### Your assignment
Exactly the lines from the beginning of the material to the line with "box: [325, 112, 468, 224]" are to be repeated, both ends included.

### Provided entries
╔══

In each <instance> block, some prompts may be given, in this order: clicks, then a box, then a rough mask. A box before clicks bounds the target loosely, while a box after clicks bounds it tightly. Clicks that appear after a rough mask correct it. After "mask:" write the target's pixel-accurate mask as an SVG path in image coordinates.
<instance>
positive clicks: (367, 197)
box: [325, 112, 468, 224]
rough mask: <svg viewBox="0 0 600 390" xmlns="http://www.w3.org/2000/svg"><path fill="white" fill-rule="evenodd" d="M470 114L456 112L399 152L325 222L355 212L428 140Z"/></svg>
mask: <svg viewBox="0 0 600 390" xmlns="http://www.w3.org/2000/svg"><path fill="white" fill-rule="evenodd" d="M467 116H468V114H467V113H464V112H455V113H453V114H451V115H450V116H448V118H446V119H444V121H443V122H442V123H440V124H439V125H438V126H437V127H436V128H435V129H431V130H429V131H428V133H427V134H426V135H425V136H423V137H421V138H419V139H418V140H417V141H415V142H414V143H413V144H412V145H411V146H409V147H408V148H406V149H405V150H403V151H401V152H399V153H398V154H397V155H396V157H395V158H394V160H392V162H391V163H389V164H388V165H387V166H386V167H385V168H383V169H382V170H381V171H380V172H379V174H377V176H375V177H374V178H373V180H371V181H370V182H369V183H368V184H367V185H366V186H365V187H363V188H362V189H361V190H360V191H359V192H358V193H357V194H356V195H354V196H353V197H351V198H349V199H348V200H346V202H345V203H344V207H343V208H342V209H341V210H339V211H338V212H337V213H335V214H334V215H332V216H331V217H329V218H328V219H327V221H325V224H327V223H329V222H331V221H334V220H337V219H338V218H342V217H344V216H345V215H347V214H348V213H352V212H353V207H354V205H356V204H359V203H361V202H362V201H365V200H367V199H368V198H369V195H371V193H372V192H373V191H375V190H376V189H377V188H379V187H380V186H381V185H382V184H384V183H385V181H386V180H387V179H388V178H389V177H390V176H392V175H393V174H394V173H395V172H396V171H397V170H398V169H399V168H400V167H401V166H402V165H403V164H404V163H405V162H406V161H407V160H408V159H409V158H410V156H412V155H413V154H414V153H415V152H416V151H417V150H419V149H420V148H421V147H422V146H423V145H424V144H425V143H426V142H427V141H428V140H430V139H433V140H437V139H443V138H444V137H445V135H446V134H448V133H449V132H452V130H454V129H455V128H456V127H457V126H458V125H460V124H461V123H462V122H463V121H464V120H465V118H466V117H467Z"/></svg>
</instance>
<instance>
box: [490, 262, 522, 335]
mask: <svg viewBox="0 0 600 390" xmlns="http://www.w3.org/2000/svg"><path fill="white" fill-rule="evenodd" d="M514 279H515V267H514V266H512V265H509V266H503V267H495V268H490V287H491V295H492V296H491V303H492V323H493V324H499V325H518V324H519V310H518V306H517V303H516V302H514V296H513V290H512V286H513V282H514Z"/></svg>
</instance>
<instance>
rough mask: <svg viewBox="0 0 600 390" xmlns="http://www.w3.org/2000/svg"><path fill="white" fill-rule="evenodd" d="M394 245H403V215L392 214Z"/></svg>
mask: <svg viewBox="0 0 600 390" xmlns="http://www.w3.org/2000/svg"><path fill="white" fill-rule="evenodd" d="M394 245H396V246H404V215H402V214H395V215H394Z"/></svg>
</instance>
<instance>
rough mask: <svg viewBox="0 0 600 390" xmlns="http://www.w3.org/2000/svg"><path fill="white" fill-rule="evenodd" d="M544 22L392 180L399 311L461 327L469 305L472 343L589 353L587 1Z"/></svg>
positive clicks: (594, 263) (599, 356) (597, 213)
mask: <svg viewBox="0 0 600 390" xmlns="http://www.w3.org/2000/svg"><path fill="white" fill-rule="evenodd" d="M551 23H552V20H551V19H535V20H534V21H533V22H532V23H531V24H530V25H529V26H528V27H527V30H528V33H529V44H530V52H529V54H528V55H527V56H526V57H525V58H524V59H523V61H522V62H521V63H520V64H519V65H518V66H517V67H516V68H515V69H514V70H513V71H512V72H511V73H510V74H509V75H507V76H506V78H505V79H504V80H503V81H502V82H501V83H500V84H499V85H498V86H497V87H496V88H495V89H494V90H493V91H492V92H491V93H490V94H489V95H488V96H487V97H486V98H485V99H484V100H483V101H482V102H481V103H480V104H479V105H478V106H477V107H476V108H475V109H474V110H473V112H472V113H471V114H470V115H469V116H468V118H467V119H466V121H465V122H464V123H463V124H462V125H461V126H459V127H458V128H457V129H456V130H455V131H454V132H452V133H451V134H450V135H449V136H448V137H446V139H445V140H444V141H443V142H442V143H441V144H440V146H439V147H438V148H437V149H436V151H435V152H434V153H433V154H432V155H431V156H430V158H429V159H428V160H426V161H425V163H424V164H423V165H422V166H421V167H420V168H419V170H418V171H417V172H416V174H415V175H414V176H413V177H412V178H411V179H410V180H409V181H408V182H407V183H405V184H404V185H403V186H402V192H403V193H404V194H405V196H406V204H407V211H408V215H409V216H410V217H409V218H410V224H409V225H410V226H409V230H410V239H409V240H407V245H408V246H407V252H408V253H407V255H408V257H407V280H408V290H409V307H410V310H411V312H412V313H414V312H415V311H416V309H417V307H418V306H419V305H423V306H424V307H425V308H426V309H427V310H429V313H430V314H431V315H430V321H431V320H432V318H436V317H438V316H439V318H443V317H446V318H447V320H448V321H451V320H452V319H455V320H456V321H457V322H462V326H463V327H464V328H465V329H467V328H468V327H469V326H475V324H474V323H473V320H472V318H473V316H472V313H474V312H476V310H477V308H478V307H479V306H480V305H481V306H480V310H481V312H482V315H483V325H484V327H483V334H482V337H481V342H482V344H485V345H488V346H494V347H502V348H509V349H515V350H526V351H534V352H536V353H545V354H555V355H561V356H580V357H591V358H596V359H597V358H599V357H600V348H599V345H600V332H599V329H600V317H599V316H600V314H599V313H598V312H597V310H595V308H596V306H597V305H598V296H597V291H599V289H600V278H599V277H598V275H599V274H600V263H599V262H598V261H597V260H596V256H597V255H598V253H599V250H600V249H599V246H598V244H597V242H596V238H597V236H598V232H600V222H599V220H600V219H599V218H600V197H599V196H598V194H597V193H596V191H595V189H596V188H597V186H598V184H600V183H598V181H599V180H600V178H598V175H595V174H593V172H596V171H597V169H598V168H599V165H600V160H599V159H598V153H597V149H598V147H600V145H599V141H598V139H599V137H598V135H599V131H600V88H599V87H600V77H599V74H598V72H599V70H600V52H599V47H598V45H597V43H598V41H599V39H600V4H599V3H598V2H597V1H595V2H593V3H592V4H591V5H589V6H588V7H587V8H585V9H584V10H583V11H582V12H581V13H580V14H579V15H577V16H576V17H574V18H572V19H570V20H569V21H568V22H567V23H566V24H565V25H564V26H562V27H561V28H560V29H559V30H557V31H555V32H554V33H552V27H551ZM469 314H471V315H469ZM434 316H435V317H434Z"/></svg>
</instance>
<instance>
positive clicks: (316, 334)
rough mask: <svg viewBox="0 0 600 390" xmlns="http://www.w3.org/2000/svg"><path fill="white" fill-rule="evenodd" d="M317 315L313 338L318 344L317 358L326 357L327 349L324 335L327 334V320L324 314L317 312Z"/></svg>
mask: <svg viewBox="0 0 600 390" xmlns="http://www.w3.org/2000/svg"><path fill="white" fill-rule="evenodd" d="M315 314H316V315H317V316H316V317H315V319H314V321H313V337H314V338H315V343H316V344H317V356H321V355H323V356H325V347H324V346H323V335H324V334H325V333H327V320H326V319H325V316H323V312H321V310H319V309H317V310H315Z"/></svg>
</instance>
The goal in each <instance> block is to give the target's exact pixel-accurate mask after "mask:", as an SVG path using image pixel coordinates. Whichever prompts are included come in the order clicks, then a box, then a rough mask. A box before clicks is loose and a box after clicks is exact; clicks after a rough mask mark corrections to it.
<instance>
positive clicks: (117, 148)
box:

╚══

### Answer section
In each <instance> block, some prompts may be given, in this order: clicks, then a box, then a rough mask. A box before clicks bounds the target loosely, while a box after clicks bounds it tightly. Clicks that appear after a rough mask correct it. After "mask:" write the target's pixel-accurate mask as an SVG path in image coordinates.
<instance>
positive clicks: (367, 197)
box: [325, 112, 468, 224]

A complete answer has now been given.